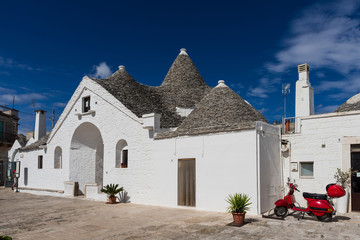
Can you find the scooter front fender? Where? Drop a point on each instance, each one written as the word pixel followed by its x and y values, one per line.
pixel 319 207
pixel 281 203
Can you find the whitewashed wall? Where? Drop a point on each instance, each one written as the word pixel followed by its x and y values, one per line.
pixel 226 163
pixel 115 122
pixel 329 130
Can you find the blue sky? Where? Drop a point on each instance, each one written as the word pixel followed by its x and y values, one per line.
pixel 46 47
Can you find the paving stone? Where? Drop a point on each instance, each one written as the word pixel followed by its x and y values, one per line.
pixel 27 216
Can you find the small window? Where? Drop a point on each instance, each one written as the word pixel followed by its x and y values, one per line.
pixel 121 160
pixel 307 169
pixel 124 160
pixel 86 104
pixel 40 158
pixel 58 158
pixel 1 130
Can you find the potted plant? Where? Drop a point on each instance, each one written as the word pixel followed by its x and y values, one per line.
pixel 238 205
pixel 343 179
pixel 111 190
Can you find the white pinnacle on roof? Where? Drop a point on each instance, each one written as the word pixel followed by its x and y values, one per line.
pixel 221 83
pixel 354 99
pixel 183 51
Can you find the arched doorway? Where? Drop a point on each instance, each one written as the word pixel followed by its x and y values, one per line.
pixel 86 156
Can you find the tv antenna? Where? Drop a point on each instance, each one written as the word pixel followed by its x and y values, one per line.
pixel 285 91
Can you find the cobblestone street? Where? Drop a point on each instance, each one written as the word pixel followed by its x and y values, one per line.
pixel 27 216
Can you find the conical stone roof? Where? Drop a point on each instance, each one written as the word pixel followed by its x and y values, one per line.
pixel 352 104
pixel 138 98
pixel 221 110
pixel 183 85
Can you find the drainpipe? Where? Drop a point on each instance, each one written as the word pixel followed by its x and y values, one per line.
pixel 258 132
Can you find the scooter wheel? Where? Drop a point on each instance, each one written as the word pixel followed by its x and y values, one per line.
pixel 280 211
pixel 325 218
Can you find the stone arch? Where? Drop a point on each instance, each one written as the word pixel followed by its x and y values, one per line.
pixel 86 156
pixel 58 158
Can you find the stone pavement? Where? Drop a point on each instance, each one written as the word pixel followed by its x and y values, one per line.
pixel 28 216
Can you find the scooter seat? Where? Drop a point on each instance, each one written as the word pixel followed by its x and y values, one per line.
pixel 315 196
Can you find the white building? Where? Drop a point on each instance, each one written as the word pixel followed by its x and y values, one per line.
pixel 314 146
pixel 179 144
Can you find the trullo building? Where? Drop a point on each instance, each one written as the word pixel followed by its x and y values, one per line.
pixel 179 144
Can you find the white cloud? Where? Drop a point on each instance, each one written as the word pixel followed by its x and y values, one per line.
pixel 59 104
pixel 20 98
pixel 102 70
pixel 326 109
pixel 325 35
pixel 350 84
pixel 10 63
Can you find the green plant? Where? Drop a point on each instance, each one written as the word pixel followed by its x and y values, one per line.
pixel 343 178
pixel 112 189
pixel 239 203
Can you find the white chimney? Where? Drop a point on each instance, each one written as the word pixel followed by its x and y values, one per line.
pixel 40 124
pixel 304 95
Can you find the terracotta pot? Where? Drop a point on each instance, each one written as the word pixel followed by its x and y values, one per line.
pixel 239 218
pixel 112 200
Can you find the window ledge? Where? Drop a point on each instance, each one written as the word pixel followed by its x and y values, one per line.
pixel 86 113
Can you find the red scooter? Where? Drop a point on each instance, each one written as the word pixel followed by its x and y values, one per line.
pixel 319 205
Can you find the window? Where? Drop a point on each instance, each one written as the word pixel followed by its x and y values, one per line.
pixel 307 169
pixel 57 158
pixel 86 104
pixel 121 154
pixel 40 158
pixel 1 130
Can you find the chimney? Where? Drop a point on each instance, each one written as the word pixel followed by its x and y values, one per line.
pixel 304 95
pixel 40 124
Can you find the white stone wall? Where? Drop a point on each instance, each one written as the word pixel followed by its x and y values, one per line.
pixel 115 122
pixel 322 141
pixel 226 163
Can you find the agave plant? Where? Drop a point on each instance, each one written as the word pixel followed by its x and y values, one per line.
pixel 112 189
pixel 239 203
pixel 343 178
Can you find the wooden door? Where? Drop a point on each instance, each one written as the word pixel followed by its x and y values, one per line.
pixel 355 178
pixel 186 182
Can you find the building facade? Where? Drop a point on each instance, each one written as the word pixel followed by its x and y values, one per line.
pixel 8 134
pixel 179 144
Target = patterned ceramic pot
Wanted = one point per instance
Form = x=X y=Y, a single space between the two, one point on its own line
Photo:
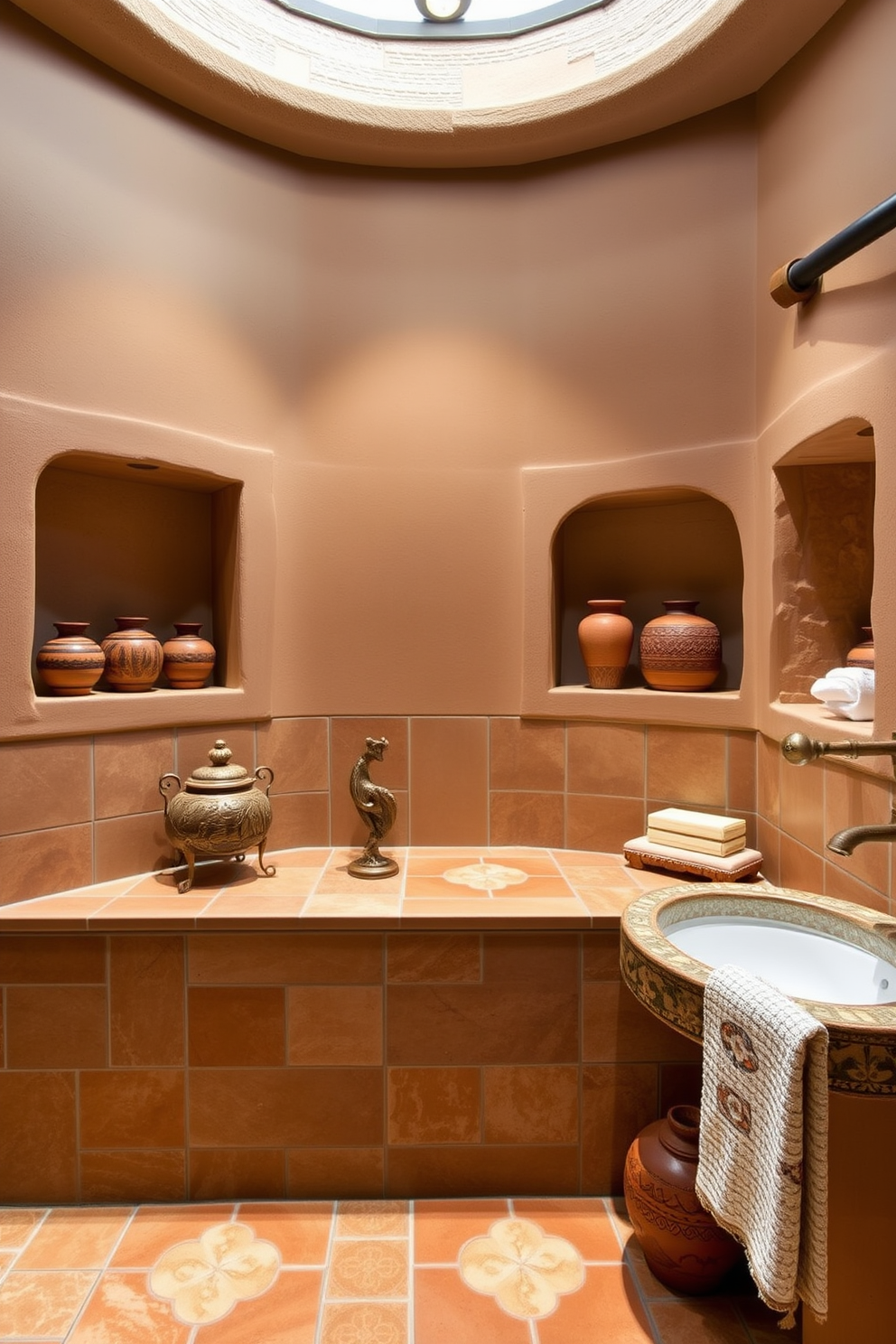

####################

Instructions for the task:
Write the lines above out again exactly, excluding every picture.

Worked solution:
Can you find the scooter front fender? Where? Drop a point on each instance, each one written as the word pixel followed by its x and y values, one per line.
pixel 319 207
pixel 281 203
Can you find the whitewashed wall? Where? Drop a point on each instance, each one written as the word pixel followed by its x and y values, one per line.
pixel 226 163
pixel 115 122
pixel 329 130
Can you find the blue sky? Where? Drop a point on each instance, each one written as the word pixel followed by its x and y values, one per line.
pixel 46 47
Can you find the paving stone? Where? Drop a point on each instance, each one written as the word pixel followed by its x and y values, one per line.
pixel 27 216
Can you find the small window? Where? Drop a point on each instance, each one written as the word pixel followed by its x and y values, one per line.
pixel 121 160
pixel 307 169
pixel 124 160
pixel 86 104
pixel 40 158
pixel 58 158
pixel 1 130
Can you find the potted plant? Where? Drop a point on each instance, each one written as the word pixel followed by its x and y values, one per line.
pixel 238 205
pixel 343 179
pixel 111 190
Can you find the white pinnacle on roof? Where? Drop a point on each instance, each one written as the word pixel followed by its x and y values, one per line.
pixel 221 83
pixel 354 99
pixel 183 51
Can you find the arched doorway? Where? Drop a point on each instance, each one written as the word pixel followed by its x and y values, one per line.
pixel 86 156
Can you find the tv antenna? Where? Drop a point on each instance, each one written as the word pixel followed by its x and y values, one per line.
pixel 285 91
Can you find the cobblestone street? Where? Drop a point on each instance, each one written as the word pixel followed by its x and y values, one per line.
pixel 27 216
Can you find the conical stone roof? Where? Drop a point on each instance, each one written as the word pixel followed by its x and y values, one per line.
pixel 352 104
pixel 138 98
pixel 221 110
pixel 183 85
Can you find the drainpipe? Where? Drop a point on each instance, each one written as the word pixel followed by its x and y values, one per line.
pixel 258 132
Can you find the scooter wheel? Where? Drop a point on each instance, each one written as the word pixel followed by its x and y values, one per line.
pixel 280 211
pixel 325 218
Can you find the stone arch? Where? Drop a point on each instance, each one written as the word pixel followed by its x and y values, one per line.
pixel 86 156
pixel 58 158
Can you find the stone pavement? Where? Drop a point on each instance, each one written as the word pixel followed by its x and y values, one per line.
pixel 28 216
Can you find the scooter seat? Where? Drop a point on each instance, each one written as the word pixel followed by its x and y values, one per line.
pixel 315 196
Can you find the white building? Where? Drop a point on each instance, each one written as the word pixel followed by its x and y values, one per line.
pixel 314 146
pixel 179 144
Can you find the trullo building? Where? Drop a point on each instance, each one written as the word pixel followed by its x and y values, one per line.
pixel 179 144
Can you find the white cloud? Where? Drop a point on each instance, each one written as the word pixel followed by its x and y values, one per line.
pixel 59 104
pixel 20 98
pixel 102 70
pixel 326 109
pixel 325 35
pixel 350 84
pixel 10 63
Can you find the green plant? Where? Drop a point on each instance, each one written as the word pixel followed by its x and y values, one per line.
pixel 343 178
pixel 112 189
pixel 239 203
Can you find the white chimney? Where? Drop a point on each instance, each one written as the word pixel followed by its x and y values, one per line.
pixel 40 124
pixel 304 95
Can you find the terracotta pot? Where? Drop a point on each instance, each one written as the word pixel followed by its x and y values, one per line.
pixel 239 218
pixel 112 200
Can you find the window ledge? Where? Drop a point on each instance, each one written as the word pixel followed by its x and y values, one per line.
pixel 86 113
Can you find the red scooter? Where? Drop a point on each instance, each one written as the word pixel followed by its x and y values, one per line.
pixel 319 205
Can you find the window? Where? Drop a point on each instance, each one written as the word pixel followed by its x and y values, one per line.
pixel 307 169
pixel 57 158
pixel 86 104
pixel 121 154
pixel 40 158
pixel 1 130
Can you find the chimney? Where? Drop a point on each instance, each one written as the word pixel followed by its x and y values, one per line.
pixel 304 95
pixel 40 124
Can you find the white stone wall? Where? Drop a point on each instance, each one written as the word pixel followed by its x and y values, one per line.
pixel 115 122
pixel 322 141
pixel 226 163
Can you find the agave plant? Where? Drop a point on each instance, each one written as the word pixel followed by its x and y values, one per line.
pixel 112 189
pixel 239 203
pixel 343 178
Can you find the wooden door? Where? Drop a point on each instance, each one written as the word pixel followed by its x and y values, one per line.
pixel 355 178
pixel 186 182
Can you find the building facade? Where? Drop a point on each instance, each one written as the word pixel followed by its x and y values, one per line.
pixel 8 134
pixel 179 144
Target = patterned ceramic pot
Wanted = one point per instance
Form = x=X y=Y, a single space between the two, one point on its own line
Photo:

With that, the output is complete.